▸ **YOUR INSTRUCTIONS**
According to the study description, what did the matched control condition consist of?

▸ **EXTRACTED TEXT**
* * * * *

The primary aim of the present study was to examine whether a 2-week online MBSH intervention significantly reduces perceived stress compared to an inactive waitlist control condition and a matched non-mindfulness condition. The matched control condition consisted of a 2-week online classical music listening intervention, which shares the same structure, format and time demands as the MBSH intervention. We also aimed to test three theoretically and/or empirically supported mechanisms of MBIs (Gu et al. 2016a)—namely, mindfulness, self-compassion and worry—as mediators of the effects of MBSH versus the waitlist control and matched non-mindfulness conditions on stress. This study therefore investigates not only whether the specific process of learning mindfulness reduces stress, by comparing MBSH to a matched non-mindfulness condition and controlling for non-specific factors, but also how learning mindfulness specifically may reduce stress, by examining the three most commonly tested, and theorised, mechanisms of MBIs as mediators. This study tests three hypotheses. First, compared to the waitlist control condition, the MBSH intervention was predicted to significantly reduce stress over the 2-week time period. No hypothesis was made about the relative effect of the MBSH versus classical music intervention on stress, because there are no compelling theoretical or empirical reasons to hypothesise a difference between these conditions in either direction. Second, the effects of the MBSH intervention versus waitlist control on changes in stress were expected to be significantly mediated by changes in mindfulness, self-compassion and worry (Fig. 1a–c). Third, the effects of the MBSH intervention versus the classical music intervention on changes in stress were hypothesised to be significantly mediated by changes in mindfulness, self-compassion and worry (Fig. 1a–c).

* * * * *

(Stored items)

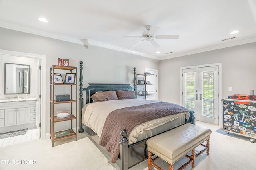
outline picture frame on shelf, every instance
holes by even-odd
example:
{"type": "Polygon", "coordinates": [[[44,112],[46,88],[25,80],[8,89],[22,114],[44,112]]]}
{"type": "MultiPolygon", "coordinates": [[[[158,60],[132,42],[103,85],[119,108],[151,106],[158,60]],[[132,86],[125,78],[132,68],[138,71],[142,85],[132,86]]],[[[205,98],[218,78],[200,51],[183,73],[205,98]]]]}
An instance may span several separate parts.
{"type": "Polygon", "coordinates": [[[66,73],[64,83],[74,84],[76,79],[76,73],[66,73]]]}
{"type": "Polygon", "coordinates": [[[62,59],[61,59],[60,58],[58,58],[58,66],[61,66],[62,65],[62,64],[63,64],[62,60],[63,60],[62,59]]]}
{"type": "MultiPolygon", "coordinates": [[[[61,76],[61,74],[59,73],[54,73],[54,74],[56,75],[59,75],[60,76],[61,76]]],[[[52,73],[51,73],[51,84],[52,84],[52,73]]]]}
{"type": "Polygon", "coordinates": [[[62,59],[62,65],[69,66],[69,59],[62,59]]]}
{"type": "Polygon", "coordinates": [[[63,80],[61,75],[54,74],[53,76],[54,83],[63,83],[63,80]]]}

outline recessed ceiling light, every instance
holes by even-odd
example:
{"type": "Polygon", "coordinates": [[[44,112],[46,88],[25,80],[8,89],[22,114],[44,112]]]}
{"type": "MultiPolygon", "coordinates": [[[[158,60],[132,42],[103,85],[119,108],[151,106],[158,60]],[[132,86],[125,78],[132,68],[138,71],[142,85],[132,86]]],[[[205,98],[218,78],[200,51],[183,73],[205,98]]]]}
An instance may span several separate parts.
{"type": "Polygon", "coordinates": [[[42,22],[48,22],[48,20],[44,18],[38,18],[38,20],[39,20],[39,21],[42,21],[42,22]]]}
{"type": "Polygon", "coordinates": [[[239,33],[239,31],[232,31],[230,33],[230,34],[236,34],[237,33],[239,33]]]}

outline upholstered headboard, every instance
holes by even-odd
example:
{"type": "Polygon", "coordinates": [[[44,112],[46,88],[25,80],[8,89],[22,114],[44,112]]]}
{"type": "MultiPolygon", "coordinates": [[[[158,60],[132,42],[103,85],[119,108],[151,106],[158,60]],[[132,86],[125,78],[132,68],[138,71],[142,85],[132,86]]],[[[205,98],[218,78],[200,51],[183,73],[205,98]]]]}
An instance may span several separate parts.
{"type": "Polygon", "coordinates": [[[83,88],[86,92],[86,103],[92,103],[91,96],[96,92],[104,91],[116,91],[118,90],[131,91],[133,88],[129,84],[113,83],[88,83],[89,86],[83,88]]]}

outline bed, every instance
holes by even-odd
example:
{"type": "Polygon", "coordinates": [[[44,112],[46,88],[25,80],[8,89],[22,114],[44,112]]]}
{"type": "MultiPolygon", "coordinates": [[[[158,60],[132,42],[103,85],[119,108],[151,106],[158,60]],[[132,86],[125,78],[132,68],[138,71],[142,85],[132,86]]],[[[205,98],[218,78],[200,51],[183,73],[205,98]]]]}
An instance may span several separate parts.
{"type": "Polygon", "coordinates": [[[180,105],[134,98],[135,68],[134,88],[129,84],[89,83],[89,86],[84,88],[83,62],[80,61],[80,63],[79,132],[83,132],[84,129],[96,143],[104,146],[110,152],[111,162],[116,163],[120,169],[128,170],[147,158],[148,139],[186,123],[191,123],[193,120],[193,112],[189,112],[180,105]],[[84,105],[83,91],[86,92],[84,105]],[[98,92],[100,92],[98,93],[98,92]],[[100,95],[97,94],[107,94],[108,98],[110,96],[112,98],[104,102],[93,102],[98,98],[101,99],[98,97],[100,95]],[[109,94],[110,94],[108,95],[109,94]],[[113,96],[115,94],[118,98],[113,96]],[[171,110],[168,112],[173,113],[166,115],[167,111],[162,111],[162,108],[171,110]],[[179,112],[176,113],[173,110],[179,112]],[[151,113],[152,110],[154,113],[151,113]],[[155,110],[158,111],[155,112],[155,110]],[[145,116],[146,115],[147,116],[145,116]],[[135,118],[137,115],[140,116],[135,118]],[[121,120],[119,123],[113,123],[118,119],[121,120]],[[142,123],[143,121],[146,121],[142,123]]]}

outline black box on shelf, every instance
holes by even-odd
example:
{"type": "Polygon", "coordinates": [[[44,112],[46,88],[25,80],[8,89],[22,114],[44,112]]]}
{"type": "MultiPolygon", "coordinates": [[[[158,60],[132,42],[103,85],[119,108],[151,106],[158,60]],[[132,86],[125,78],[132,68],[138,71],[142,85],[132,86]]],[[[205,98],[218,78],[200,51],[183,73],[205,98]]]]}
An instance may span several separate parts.
{"type": "Polygon", "coordinates": [[[70,100],[70,95],[69,94],[61,94],[56,95],[56,101],[69,101],[70,100]]]}

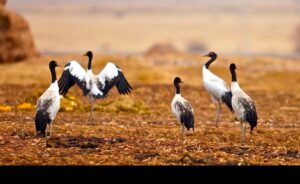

* * * * *

▸ **ANSWER SPACE**
A 2-week online classical music listening intervention.